§ Work to complete
Put the part of the listing below that opens with the line containing "finger with a bounding box." and closes with the line containing "[55,85,190,200]" into a JSON list of strings, one string per line and with blank lines left out. Include both of those lines and nothing outside that range.

§ Data for this exercise
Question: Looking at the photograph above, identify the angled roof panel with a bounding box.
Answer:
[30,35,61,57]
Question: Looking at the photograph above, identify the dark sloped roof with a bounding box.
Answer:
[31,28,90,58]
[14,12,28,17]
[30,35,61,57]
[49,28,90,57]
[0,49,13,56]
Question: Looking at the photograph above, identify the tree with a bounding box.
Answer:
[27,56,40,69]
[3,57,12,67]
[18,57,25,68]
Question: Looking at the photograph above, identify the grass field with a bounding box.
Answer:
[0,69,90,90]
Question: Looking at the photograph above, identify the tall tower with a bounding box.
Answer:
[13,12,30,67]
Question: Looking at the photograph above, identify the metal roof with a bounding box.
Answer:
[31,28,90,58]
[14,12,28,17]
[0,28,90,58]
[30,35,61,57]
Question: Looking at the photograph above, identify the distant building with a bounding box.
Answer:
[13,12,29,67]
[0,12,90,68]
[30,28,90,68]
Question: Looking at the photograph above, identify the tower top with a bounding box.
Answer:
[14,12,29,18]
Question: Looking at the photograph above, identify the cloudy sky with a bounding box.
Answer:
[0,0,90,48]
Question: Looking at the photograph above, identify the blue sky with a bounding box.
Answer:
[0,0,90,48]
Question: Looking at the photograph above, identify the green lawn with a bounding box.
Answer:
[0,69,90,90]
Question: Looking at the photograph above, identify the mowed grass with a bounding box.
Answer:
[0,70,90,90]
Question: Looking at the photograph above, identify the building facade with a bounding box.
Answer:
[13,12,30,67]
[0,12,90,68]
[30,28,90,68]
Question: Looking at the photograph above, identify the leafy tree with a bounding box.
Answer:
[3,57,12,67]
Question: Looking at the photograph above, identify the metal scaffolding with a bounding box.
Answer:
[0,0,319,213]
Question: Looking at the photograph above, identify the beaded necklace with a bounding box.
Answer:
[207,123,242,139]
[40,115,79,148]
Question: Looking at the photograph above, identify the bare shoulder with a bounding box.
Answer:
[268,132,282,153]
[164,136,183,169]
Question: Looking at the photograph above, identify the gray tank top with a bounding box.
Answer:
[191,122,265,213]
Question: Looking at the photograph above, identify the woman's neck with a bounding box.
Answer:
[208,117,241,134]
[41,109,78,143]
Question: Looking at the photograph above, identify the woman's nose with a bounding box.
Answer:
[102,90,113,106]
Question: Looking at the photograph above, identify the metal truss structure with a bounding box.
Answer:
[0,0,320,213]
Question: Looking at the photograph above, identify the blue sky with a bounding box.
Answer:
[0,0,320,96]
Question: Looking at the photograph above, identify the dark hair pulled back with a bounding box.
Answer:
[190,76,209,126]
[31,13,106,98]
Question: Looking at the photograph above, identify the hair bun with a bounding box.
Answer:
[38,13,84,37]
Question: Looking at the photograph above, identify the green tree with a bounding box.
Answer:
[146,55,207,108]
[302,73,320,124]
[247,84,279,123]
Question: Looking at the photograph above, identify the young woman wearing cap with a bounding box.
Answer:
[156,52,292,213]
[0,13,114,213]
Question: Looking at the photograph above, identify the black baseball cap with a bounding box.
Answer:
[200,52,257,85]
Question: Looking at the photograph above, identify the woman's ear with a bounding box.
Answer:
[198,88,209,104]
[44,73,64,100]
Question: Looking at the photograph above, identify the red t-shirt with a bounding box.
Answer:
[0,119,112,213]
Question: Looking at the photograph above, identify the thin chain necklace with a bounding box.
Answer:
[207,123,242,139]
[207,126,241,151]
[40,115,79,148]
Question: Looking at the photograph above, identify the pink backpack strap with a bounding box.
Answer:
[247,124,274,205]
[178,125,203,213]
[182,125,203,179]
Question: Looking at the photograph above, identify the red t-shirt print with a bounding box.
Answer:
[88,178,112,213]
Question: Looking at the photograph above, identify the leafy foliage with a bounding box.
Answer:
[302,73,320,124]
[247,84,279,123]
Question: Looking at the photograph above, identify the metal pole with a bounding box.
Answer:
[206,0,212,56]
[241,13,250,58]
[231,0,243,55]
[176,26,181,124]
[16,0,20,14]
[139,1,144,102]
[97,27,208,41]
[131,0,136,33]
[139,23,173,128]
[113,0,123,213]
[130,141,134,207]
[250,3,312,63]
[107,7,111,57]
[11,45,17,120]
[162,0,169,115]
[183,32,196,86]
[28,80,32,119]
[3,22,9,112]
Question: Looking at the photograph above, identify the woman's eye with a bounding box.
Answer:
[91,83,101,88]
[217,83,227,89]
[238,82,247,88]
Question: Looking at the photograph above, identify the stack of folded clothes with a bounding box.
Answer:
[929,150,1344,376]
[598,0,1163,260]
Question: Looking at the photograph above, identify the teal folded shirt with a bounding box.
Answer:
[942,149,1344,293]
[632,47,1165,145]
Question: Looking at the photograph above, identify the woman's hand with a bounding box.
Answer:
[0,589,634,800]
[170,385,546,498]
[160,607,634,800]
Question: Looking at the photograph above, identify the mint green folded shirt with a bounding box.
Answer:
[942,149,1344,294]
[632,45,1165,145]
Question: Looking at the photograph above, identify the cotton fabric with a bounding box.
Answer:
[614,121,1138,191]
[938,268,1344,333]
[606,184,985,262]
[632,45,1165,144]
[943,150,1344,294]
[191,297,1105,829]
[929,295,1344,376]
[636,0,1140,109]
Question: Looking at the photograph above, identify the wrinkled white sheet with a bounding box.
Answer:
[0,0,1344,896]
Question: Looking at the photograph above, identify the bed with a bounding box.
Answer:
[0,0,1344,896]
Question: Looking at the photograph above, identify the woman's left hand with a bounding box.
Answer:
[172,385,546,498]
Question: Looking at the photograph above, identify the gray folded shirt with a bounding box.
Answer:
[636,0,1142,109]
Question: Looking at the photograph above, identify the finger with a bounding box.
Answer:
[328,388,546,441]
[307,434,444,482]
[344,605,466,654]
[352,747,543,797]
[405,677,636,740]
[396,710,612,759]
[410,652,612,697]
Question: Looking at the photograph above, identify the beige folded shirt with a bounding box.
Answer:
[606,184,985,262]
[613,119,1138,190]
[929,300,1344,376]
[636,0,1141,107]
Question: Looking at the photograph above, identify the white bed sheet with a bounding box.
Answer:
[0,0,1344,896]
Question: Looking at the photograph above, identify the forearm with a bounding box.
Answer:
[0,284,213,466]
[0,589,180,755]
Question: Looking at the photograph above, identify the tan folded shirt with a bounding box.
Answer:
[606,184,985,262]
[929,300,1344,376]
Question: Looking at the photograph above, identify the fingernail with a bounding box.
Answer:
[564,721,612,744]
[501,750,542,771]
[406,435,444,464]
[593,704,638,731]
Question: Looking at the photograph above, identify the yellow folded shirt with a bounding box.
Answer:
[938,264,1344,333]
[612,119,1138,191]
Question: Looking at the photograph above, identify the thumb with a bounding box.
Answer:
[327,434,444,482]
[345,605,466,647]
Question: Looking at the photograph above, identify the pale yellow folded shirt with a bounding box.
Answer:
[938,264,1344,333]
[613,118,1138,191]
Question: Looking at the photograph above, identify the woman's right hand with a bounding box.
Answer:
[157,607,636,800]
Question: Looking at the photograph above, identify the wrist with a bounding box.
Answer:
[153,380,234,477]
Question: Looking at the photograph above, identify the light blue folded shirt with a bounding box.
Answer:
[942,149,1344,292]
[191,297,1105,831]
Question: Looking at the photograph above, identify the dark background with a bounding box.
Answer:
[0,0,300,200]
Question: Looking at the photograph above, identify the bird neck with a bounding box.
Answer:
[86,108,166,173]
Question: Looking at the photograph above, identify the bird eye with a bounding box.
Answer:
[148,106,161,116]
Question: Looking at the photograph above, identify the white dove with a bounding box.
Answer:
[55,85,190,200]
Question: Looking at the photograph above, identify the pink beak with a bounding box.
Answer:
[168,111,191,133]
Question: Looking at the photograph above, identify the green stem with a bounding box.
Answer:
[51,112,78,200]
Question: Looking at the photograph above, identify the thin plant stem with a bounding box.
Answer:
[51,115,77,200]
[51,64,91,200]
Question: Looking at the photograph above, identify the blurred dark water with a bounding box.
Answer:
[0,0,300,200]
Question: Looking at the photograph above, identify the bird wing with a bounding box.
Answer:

§ Full answer
[
  "Question: Looking at the photograph above, identify the finger with a bounding box.",
  "Answer:",
  "[328,388,546,441]",
  "[307,434,444,482]",
  "[344,605,466,654]",
  "[352,747,543,797]",
  "[405,677,636,740]",
  "[396,710,612,759]",
  "[410,652,612,697]",
  "Question: Looking at the photograph above, identify the beige folded shirt with a bounding box.",
  "Answer:",
  "[606,184,985,262]",
  "[613,119,1138,190]",
  "[929,300,1344,376]",
  "[636,0,1141,107]",
  "Question: Looking at the photograph above, identify the white bed sheet with a bounding box.",
  "Answer:",
  "[0,0,1344,896]",
  "Question: Looking at the photograph above, identify the forearm with a bounding box.",
  "Answer:",
  "[0,284,213,466]",
  "[0,589,180,755]",
  "Question: Looking at the photograph above, identify the tan folded shirt with a bounding box.",
  "Answer:",
  "[606,184,985,262]",
  "[929,300,1344,376]",
  "Question: Looking at the photograph above, identify the fingernail with a bounding box.",
  "Answer:",
  "[564,721,612,744]",
  "[501,750,542,771]",
  "[406,435,444,464]",
  "[593,704,638,731]",
  "Question: Looking at the photograph above, identify the yellow folded shirt with a bounding box.",
  "Answer:",
  "[938,264,1344,333]",
  "[612,119,1138,191]",
  "Question: Looking at the photograph above, identify the thumb with a bounding box.",
  "Answer:",
  "[327,434,444,482]",
  "[345,605,466,647]",
  "Question: Looking at the photograph above, identify the pale yellow folded shirt with a bounding box.",
  "Answer:",
  "[938,264,1344,333]",
  "[613,118,1138,191]",
  "Question: Looking at the photograph above, identify the woman's right hand with a bounding box.",
  "Answer:",
  "[157,607,636,800]",
  "Question: Looking at the photograph above, identify the wrist with a bounding box.",
  "Answer:",
  "[153,380,234,477]",
  "Question: Looking at the photograph above, identify the light blue folded shirt with a bounding box.",
  "Answer:",
  "[942,149,1344,292]",
  "[191,297,1105,831]",
  "Question: Looking at the photograph above, identify the dark background with a bounding box.",
  "Answer:",
  "[0,0,300,200]",
  "Question: Looking at the photograph above, identify the bird neck with a bounding box.",
  "Answer:",
  "[86,108,166,173]",
  "Question: Looking at the photograph above, identify the bird eye with a bounding box.",
  "Answer:",
  "[148,106,161,116]",
  "Question: Looking at the photograph above, identify the white dove with a bounding box.",
  "Answer:",
  "[55,85,190,200]"
]